» 元の文章:

####################

順天堂大学医学部教授・小林弘幸教授が、香りによって血流がどう変化するかを実験した。
ヒバ、イランイラン、ペパーミント、スイートオレンジの4つの香りすべてにおいて、嗅いだ直後はリラックスを表すα波が優位になるなか、とくにペパーミントのα波の上がり方がダントツだった。
「もっともビビットに反応したペパーミントは、快い刺激を脳に与えているといえるでしょう。その後、β波が優位になり、脳は活動的になっていきます。忙しいときの気分転換、気持ちが沈んだときの“気つけ”として、ペパーミントはあなたを助けてくれるでしょう」(小林先生・以下同)
逆に、安眠したいときに嗅ぐといいのはスイートオレンジ。好感度が高く、洗剤などでも使われる香りだが、これは成分の一種リモネンに洗浄作用があるため、理にかなっているそうだ。
「香りを嗅いでからの血流増加率は、実はほかの3つと比べても目覚ましいもの。ところが、実験後3分を境にガタッと下がってしまいます。同時間帯で、脳波に特徴的な変化が起こりました。直後にα波が上昇した後いったん下降し、再びα波優位に推移していくのです」
実験5分後の段階で、α波が優位だったのはスイートオレンジだけ。香りを嗅いでいる最中「眠くなった」という声もあったという。
「安静時や睡眠中は脈拍も遅く、血圧も低下しますので、これが血流の低下と関係しているのかもしれません。血流はいったん下がるものの若干持ち直し、実験前よりやや血流が多い状態となりました。イライラして眠れない夜は、スイートオレンジがあなたを癒してくれるでしょう」
もちろん、香りの好みはひとそれぞれ。苦手だと思う香りを無理に身につけると、返ってイライラを高めてしまうこともあるが……。

####################

» 提供情報:
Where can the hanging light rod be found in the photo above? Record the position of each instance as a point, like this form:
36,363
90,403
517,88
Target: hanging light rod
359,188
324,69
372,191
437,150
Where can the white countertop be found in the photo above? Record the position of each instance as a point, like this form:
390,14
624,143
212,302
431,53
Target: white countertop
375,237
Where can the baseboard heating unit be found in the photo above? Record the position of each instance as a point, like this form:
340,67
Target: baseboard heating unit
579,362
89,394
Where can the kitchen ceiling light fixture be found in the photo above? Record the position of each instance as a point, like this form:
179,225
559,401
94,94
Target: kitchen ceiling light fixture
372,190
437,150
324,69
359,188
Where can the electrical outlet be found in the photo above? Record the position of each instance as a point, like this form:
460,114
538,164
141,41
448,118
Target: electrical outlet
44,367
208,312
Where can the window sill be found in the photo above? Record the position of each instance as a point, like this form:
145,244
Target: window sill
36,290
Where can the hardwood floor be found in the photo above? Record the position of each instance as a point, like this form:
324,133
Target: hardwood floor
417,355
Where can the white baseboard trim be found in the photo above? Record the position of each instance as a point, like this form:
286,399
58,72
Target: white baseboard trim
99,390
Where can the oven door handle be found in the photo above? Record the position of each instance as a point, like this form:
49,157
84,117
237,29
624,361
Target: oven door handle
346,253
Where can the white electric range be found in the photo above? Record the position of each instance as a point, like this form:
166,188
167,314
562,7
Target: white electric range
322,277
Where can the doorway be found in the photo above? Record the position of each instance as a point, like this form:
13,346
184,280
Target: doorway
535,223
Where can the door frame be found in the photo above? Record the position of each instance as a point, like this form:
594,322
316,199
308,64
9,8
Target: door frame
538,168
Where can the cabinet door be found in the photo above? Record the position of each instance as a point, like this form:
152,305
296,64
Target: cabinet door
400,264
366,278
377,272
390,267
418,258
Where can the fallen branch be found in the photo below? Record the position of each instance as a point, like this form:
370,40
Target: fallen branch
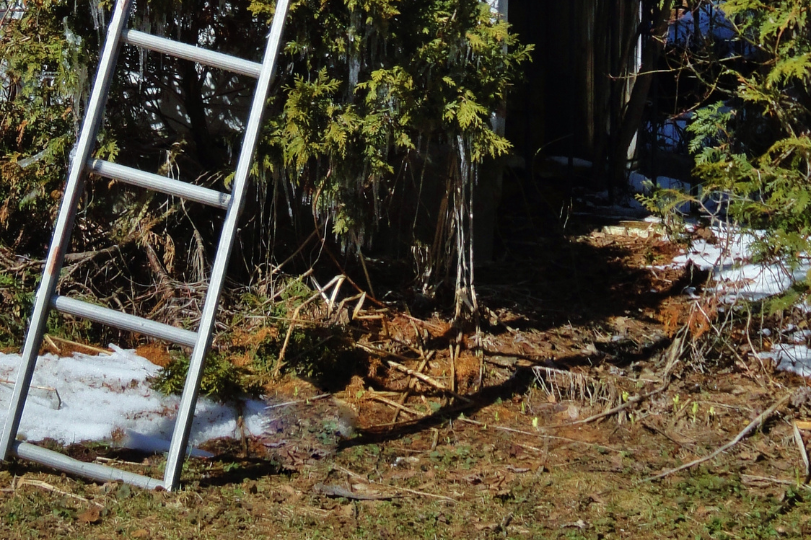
396,405
674,352
412,491
531,434
342,492
753,478
752,425
90,348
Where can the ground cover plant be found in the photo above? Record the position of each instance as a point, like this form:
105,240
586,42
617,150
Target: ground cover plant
601,393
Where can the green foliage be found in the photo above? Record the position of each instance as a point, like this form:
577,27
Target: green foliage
18,301
755,149
221,379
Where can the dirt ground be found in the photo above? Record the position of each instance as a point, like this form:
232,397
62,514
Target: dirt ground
578,325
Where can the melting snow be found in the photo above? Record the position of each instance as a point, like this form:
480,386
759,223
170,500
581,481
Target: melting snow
736,277
93,398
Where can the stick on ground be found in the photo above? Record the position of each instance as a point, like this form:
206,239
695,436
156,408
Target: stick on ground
752,425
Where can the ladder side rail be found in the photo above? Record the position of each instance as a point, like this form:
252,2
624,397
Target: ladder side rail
123,321
162,184
101,473
185,415
64,225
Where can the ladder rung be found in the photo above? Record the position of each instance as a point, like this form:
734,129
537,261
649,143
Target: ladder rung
163,184
190,52
124,321
95,471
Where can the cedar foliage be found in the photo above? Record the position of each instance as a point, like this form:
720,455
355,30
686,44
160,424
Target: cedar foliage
753,149
367,92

####################

» 作業指示: 香りと血流の文章の「逆に、安眠したいときに嗅ぐと」で始まり「た」という声もあったという。」まで続く部分を、「スイートオレンジ」を「ラベンダー」に改めて書き直せ。

» 解答:
逆に、安眠したいときに嗅ぐといいのはラベンダー。好感度が高く、洗剤などでも使われる香りだが、これは成分の一種リモネンに洗浄作用があるため、理にかなっているそうだ。
「香りを嗅いでからの血流増加率は、実はほかの3つと比べても目覚ましいもの。ところが、実験後3分を境にガタッと下がってしまいます。同時間帯で、脳波に特徴的な変化が起こりました。直後にα波が上昇した後いったん下降し、再びα波優位に推移していくのです」
実験5分後の段階で、α波が優位だったのはラベンダーだけ。香りを嗅いでいる最中「眠くなった」という声もあったという。